== Instructions for the task ==
Below, how many lines of the items contain the string "target"? Tally them and give only the number.

* BEGIN Material for this task *

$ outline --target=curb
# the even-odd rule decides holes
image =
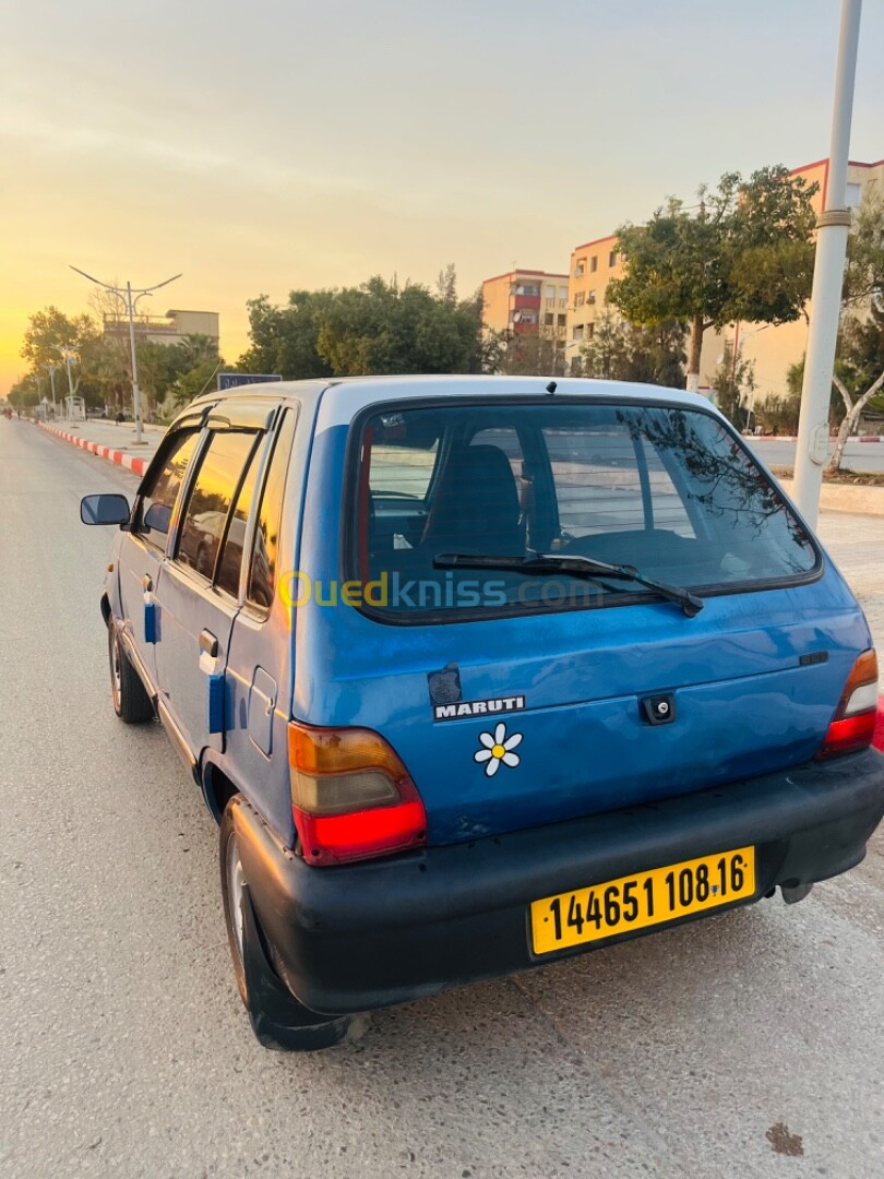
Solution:
[[[744,434],[750,442],[797,442],[797,434]],[[851,434],[847,442],[884,442],[884,434]]]
[[[87,442],[86,439],[81,439],[77,434],[67,434],[65,430],[60,430],[58,426],[48,426],[46,422],[38,422],[37,424],[41,430],[54,434],[55,437],[62,439],[65,442],[72,442],[74,446],[80,447],[81,450],[88,450],[90,454],[95,454],[99,459],[107,459],[108,462],[116,462],[118,467],[125,467],[133,475],[143,475],[147,469],[147,463],[151,461],[150,459],[133,459],[131,454],[114,450],[110,446],[99,446],[98,442]]]

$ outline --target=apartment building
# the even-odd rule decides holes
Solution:
[[[829,160],[796,167],[819,187],[813,198],[817,212],[829,183]],[[847,205],[856,208],[866,191],[884,192],[884,159],[867,164],[851,160],[847,166]],[[596,237],[570,252],[567,275],[543,270],[512,270],[482,284],[484,324],[496,331],[537,331],[556,341],[566,362],[580,355],[583,343],[592,340],[599,316],[607,305],[606,292],[612,278],[622,276],[622,261],[616,237]],[[711,390],[715,370],[730,341],[741,360],[751,361],[756,371],[756,400],[783,396],[787,391],[786,374],[800,361],[807,347],[807,320],[779,327],[761,323],[734,323],[724,331],[707,330],[700,357],[700,388]]]
[[[546,270],[510,270],[482,283],[486,331],[536,332],[559,340],[568,331],[568,276]]]
[[[128,347],[128,320],[117,312],[104,317],[104,334],[125,340]],[[187,336],[209,336],[218,341],[220,335],[217,311],[166,311],[164,316],[137,315],[136,336],[153,344],[177,344]]]
[[[829,183],[829,160],[820,159],[792,170],[809,184],[818,184],[813,208],[823,210],[823,198]],[[851,160],[847,167],[847,205],[856,208],[867,189],[884,191],[884,159],[873,164]],[[606,290],[612,278],[622,276],[622,264],[616,251],[616,237],[600,237],[576,246],[570,255],[569,298],[567,321],[567,350],[574,357],[580,345],[592,340],[594,323],[606,305]],[[791,364],[800,361],[807,347],[807,320],[778,327],[760,323],[735,323],[721,332],[707,330],[700,357],[700,388],[711,390],[715,370],[721,360],[725,341],[730,341],[741,360],[752,361],[756,370],[756,400],[787,391],[786,374]]]
[[[595,321],[606,305],[608,283],[622,272],[614,235],[585,242],[570,251],[568,349],[573,348],[574,354],[580,351],[580,344],[593,338]]]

* END Material for this task *

== Exercise result ==
2